**The problem:** Every single entry that follows is to be retyped exactly.

══ Data

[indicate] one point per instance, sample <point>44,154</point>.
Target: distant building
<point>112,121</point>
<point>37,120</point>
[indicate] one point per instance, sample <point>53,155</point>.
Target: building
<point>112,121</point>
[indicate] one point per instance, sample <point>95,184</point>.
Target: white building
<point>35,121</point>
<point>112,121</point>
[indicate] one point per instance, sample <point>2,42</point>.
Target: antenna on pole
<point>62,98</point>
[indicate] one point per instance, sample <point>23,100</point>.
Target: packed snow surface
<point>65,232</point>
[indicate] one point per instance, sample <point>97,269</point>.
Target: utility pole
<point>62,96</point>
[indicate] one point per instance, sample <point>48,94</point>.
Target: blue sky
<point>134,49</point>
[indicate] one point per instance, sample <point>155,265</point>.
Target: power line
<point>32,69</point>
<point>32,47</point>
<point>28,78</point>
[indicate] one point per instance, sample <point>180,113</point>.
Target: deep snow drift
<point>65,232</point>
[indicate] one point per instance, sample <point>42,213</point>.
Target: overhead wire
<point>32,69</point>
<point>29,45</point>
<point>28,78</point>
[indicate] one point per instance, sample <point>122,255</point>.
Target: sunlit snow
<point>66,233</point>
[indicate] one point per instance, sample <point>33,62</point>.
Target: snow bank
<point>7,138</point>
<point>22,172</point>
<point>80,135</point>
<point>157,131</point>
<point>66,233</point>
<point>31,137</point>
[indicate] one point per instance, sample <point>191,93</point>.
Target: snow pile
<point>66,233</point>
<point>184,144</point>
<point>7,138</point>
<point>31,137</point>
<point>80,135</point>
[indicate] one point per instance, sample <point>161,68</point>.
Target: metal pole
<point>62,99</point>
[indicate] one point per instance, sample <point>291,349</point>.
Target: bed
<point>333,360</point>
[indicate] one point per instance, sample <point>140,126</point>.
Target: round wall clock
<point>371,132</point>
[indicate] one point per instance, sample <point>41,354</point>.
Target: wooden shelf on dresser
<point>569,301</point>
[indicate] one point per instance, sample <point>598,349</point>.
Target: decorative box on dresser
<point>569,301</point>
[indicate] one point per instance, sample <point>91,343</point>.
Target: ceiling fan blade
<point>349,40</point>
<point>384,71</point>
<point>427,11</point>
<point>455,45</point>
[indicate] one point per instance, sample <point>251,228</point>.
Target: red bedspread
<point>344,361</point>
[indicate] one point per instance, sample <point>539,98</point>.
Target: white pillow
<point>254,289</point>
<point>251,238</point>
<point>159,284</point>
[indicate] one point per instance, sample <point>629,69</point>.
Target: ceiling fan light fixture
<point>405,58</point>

════

**Final answer:**
[indicate] one point per instance, sample <point>44,154</point>.
Target: distant building
<point>112,121</point>
<point>37,120</point>
[indicate] one point per instance, sample <point>53,155</point>.
Target: building
<point>112,121</point>
[indicate] one point per instance, sample <point>95,184</point>.
Target: white building
<point>35,121</point>
<point>112,121</point>
[indicate] one point per instance, sample <point>2,42</point>.
Target: antenna on pole
<point>62,98</point>
[indicate] one point per instance, sample <point>23,100</point>.
Target: packed snow surface
<point>65,232</point>
[indicate] one point per instance, sample <point>97,269</point>.
Target: utility pole
<point>62,96</point>
[indicate] one point per instance, sample <point>48,94</point>.
Target: blue sky
<point>134,49</point>
[indicate] one point per instance, sample <point>155,265</point>.
Target: power line
<point>32,69</point>
<point>32,47</point>
<point>28,78</point>
[indicate] one point per instance, sample <point>180,113</point>.
Target: deep snow drift
<point>65,232</point>
[indicate] one point per instance, sample <point>42,213</point>.
Target: overhead wire
<point>32,69</point>
<point>29,45</point>
<point>28,78</point>
[indicate] one point per instance, sample <point>122,255</point>.
Target: sunlit snow
<point>66,233</point>
[indicate] one point per instance, sample <point>33,62</point>.
Target: snow bank
<point>7,138</point>
<point>22,172</point>
<point>80,135</point>
<point>157,131</point>
<point>66,233</point>
<point>31,137</point>
[indicate] one point per instance, sample <point>191,93</point>.
Target: snow pile
<point>66,233</point>
<point>184,144</point>
<point>7,138</point>
<point>31,137</point>
<point>80,135</point>
[indicate] one point per instance, sample <point>161,68</point>.
Target: metal pole
<point>62,99</point>
[indicate] one point per instance, sample <point>291,349</point>.
Target: bed
<point>333,360</point>
[indicate] one point per instance, sample <point>140,126</point>.
Target: round wall clock
<point>371,132</point>
[indicate] one point per instance, sample <point>41,354</point>.
Target: wooden shelf on dresser
<point>569,301</point>
[indicate] one point per instance, sample <point>598,349</point>.
Target: decorative box on dresser
<point>569,301</point>
[indicate] one point per instance, sample <point>91,343</point>.
Target: ceiling fan blade
<point>349,40</point>
<point>384,71</point>
<point>427,11</point>
<point>455,45</point>
[indicate] one point per instance, sample <point>251,228</point>.
Target: red bedspread
<point>344,361</point>
[indicate] one point per instance, sample <point>539,98</point>.
Target: white pillow
<point>254,289</point>
<point>251,238</point>
<point>159,284</point>
[indicate] one point per instance, sample <point>629,69</point>.
Target: ceiling fan light fixture
<point>405,58</point>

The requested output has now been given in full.